** PAGE TEXT **
The length of time that a drill bit may be employed before it must be changed depends upon its ability to “hold gage” (meaning its ability to maintain a full gage borehole diameter), its rate of penetration (“ROP”), as well as its durability or ability to maintain an acceptable ROP. The geometry and positioning of the cutter elements upon the cone cutters greatly impact bit durability and ROP and thus, are critical to the success of a particular bit design.
Conventional cutting inserts typically have a body consisting of a cylindrical grip portion that is retained in the rolling cone cutter, and a cutting portion that extends from the grip portion and engages the formation material. These inserts are typically inserted in circumferential rows on the rolling cone cutters. Most such bits include a row of inserts in the heel surface of the cone cutters. The heel surface is a generally frustoconical surface and is configured and positioned so as to align generally with and ream the sidewall of the borehole as the bit rotates.
In addition to the heel row inserts, conventional bits typically include a circumferential gage row of cutter elements mounted adjacent to the heel surface but oriented and sized so as to cut the corner of the borehole. In performing their corner cutting duty, gage row inserts perform a reaming function, as a portion of the insert scraps or reams the side of the borehole. Gage row inserts also perform bottom hole cutting, a duty in which the inserts gouge the formation material at the bottom of the borehole.
Conventional bits also include a number of additional rows of cutter elements that are located on the cones in circumferential rows disposed radially inward or in board from the gage row. These cutter elements are sized and configured for cutting the bottom of the borehole, and are typically described as inner row cutter elements.
A variety of different shapes of cutter elements have been devised. In most instances, each cutter element is designed to optimize the amount of formation material that is removed with each “hit” of the formation by the cutter element. At the same time, however, the shape and design of a particular cutter element is also dependent upon the location in the drill bit in which it is to be placed, and thus the cutting duty to be performed by that cutter element. For example, heel row cutter elements are generally made of a harder and more wear resistant material, and have a less aggressive cutting shape for reaming the borehole side wall, as compared to the inner row cutter elements where the cutting duty is more of a gouging, digging and crushing action. Common geometries for inner row cutter elements are chisel or conical shapes.

** DATASET **

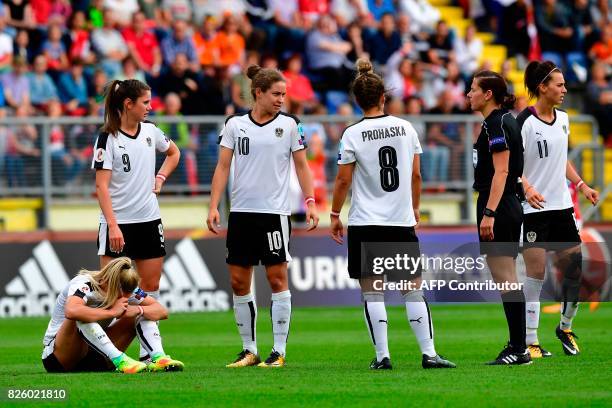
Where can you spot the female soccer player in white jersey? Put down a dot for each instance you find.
(498, 165)
(549, 212)
(126, 184)
(261, 144)
(95, 319)
(379, 156)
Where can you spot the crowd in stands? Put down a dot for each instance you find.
(57, 55)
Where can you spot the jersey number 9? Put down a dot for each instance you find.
(389, 175)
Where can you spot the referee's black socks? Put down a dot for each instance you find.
(514, 307)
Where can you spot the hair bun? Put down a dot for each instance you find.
(252, 70)
(364, 66)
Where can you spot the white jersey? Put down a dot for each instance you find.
(383, 150)
(262, 154)
(132, 161)
(545, 158)
(80, 286)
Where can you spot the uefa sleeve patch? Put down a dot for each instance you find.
(99, 155)
(497, 142)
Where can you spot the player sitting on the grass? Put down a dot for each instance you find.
(95, 319)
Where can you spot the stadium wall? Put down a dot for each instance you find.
(36, 267)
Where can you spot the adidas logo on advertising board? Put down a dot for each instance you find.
(186, 283)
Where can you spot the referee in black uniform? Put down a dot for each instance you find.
(498, 164)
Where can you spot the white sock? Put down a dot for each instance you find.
(149, 337)
(281, 319)
(144, 354)
(245, 312)
(375, 314)
(532, 289)
(97, 339)
(568, 312)
(419, 318)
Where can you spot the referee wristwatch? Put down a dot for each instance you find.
(489, 213)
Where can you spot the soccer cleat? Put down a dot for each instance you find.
(245, 359)
(536, 351)
(165, 363)
(568, 340)
(384, 364)
(128, 365)
(273, 360)
(509, 357)
(436, 361)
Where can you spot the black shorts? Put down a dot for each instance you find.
(257, 237)
(143, 240)
(93, 361)
(554, 230)
(506, 228)
(394, 241)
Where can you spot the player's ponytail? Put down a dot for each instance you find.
(536, 74)
(367, 87)
(115, 93)
(262, 78)
(118, 276)
(490, 80)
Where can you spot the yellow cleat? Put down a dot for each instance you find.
(245, 359)
(165, 363)
(128, 365)
(274, 360)
(536, 351)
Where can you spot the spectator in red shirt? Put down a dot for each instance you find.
(300, 94)
(143, 45)
(79, 44)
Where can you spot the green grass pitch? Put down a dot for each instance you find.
(328, 355)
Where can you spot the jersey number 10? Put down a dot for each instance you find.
(545, 151)
(389, 175)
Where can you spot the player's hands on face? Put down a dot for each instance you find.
(591, 194)
(119, 307)
(213, 222)
(534, 198)
(337, 230)
(132, 311)
(486, 228)
(312, 216)
(115, 239)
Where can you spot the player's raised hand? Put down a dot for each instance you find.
(213, 222)
(591, 194)
(534, 198)
(337, 229)
(115, 239)
(312, 216)
(119, 307)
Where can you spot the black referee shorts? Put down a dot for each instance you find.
(143, 240)
(506, 228)
(553, 230)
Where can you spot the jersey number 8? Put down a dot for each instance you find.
(389, 175)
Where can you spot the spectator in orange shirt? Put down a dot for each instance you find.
(300, 94)
(230, 44)
(602, 49)
(205, 41)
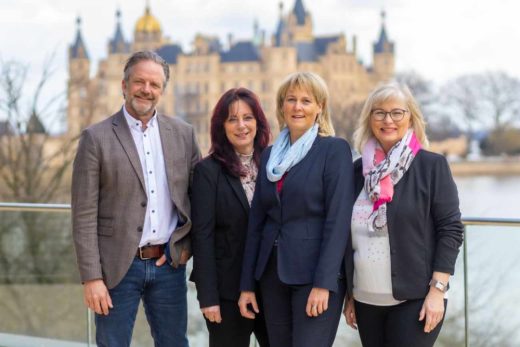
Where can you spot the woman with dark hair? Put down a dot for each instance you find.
(222, 190)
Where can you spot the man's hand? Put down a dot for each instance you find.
(212, 313)
(96, 297)
(245, 299)
(185, 256)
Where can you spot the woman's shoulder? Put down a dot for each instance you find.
(333, 142)
(427, 156)
(209, 163)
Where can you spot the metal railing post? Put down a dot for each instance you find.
(466, 290)
(89, 328)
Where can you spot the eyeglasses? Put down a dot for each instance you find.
(396, 114)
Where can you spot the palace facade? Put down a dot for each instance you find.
(200, 76)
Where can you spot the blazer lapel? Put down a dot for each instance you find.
(393, 206)
(173, 151)
(124, 136)
(236, 185)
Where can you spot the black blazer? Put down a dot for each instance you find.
(219, 211)
(310, 218)
(424, 226)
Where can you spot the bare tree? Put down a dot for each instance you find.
(345, 119)
(422, 89)
(463, 100)
(34, 167)
(500, 95)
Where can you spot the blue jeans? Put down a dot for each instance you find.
(163, 290)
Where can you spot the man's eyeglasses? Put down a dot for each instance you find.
(396, 114)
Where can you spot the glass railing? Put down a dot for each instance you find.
(41, 300)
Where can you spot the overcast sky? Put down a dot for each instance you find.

** INSTRUCTIONS **
(A) In the drill bit text, which two shapes are named as common geometries for inner row cutter elements?
(B) Write the next part of the drill bit text, picking up after its final sentence.

** ANSWERS GIVEN **
(A) Chisel or conical shapes.

(B)
It is understood that cutter elements, depending upon their location in the rolling cone cutter, have different cutting trajectories as the cone cutter rotates in the borehole. Thus, conventional cutter elements have been oriented in the rolling cone cutters in a direction believed to cause optimal formation removal. However, it is now understood that cutter elements located in certain portions of the cone cutter have more than one cutting mode. More particularly, cutter elements in the inner rows of the cone cutters, especially those closest to the nose of the cone cutter (and the center line of the bit), include a twisting motion as they gouge into and then separate from the formation. Unfortunately, however, conventional cutter elements, such as a chisel shaped insert, having a single primary cutting edge, are usually oriented to optimize the cutting that takes place only in the cutter's circumferential cutting trajectory, as they do not have particular features to take advantage of cutting opportunities arising from the twisting motion of the cutter element.
Accordingly, to provide a drill bit with higher ROP, and thus to lower drilling costs incurred in the recovery of oil and other valuable resources, it would be desirable to provide cutter elements designed and oriented so as to enhance brittle fracture of the rock formation being drilled, and to present to the formation multiple cutting edges as the cutting surface of the cutter element rotates through its cutting trajectory so as to take advantage of multiple cutting modes.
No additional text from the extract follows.